## MATERIALS PROVIDED
◇ ◇ ◇ ◇

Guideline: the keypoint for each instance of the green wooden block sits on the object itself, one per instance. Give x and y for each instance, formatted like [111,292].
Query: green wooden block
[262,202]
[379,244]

◇ ◇ ◇ ◇

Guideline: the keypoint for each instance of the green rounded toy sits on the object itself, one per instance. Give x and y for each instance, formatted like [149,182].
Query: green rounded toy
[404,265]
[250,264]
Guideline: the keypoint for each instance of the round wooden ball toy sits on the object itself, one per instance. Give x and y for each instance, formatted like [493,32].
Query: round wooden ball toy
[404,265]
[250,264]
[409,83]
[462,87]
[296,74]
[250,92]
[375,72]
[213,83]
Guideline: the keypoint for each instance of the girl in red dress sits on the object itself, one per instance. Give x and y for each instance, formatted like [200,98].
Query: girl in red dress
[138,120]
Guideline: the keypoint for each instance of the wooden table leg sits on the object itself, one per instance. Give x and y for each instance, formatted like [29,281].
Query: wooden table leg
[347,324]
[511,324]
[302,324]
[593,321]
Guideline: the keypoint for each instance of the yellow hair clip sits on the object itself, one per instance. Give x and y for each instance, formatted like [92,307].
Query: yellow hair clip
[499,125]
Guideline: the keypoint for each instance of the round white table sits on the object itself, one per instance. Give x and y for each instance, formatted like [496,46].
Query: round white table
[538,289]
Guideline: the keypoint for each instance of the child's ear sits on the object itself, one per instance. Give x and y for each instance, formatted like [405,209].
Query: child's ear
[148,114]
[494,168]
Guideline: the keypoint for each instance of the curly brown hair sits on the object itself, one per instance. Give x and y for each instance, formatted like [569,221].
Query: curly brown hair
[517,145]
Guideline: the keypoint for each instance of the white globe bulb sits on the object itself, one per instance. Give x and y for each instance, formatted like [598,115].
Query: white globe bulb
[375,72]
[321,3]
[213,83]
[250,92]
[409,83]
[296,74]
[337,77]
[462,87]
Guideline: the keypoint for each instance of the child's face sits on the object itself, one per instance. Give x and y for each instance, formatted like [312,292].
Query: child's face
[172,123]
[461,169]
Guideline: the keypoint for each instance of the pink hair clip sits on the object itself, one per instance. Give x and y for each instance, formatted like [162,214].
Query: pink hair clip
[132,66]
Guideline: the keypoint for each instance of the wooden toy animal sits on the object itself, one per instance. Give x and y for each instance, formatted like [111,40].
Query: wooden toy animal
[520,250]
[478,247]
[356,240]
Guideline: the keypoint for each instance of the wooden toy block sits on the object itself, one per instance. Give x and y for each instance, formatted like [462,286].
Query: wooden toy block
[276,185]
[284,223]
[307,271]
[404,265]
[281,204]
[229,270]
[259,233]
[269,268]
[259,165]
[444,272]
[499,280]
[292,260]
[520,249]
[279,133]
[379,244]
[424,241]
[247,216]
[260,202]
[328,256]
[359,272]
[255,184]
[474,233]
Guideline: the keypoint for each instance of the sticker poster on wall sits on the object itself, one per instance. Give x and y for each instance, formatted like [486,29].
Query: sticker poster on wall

◇ ◇ ◇ ◇

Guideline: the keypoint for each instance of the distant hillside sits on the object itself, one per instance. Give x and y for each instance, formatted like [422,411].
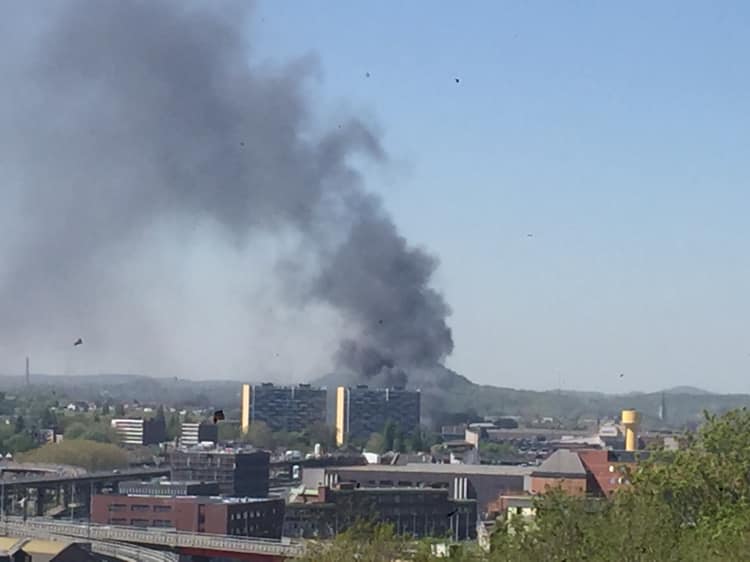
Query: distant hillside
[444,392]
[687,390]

◇ ◇ ◇ ◇

## TASK DIRECTIONS
From the data above, copy each line where the string "wall" appears.

## OUTPUT FOR THIS EXERCISE
Guideline: the keypoint for each instance of the sticker poster on wall sits on the object itself, one per instance. Give x and y for each instance, formatted like [486,29].
Query: sticker poster on wall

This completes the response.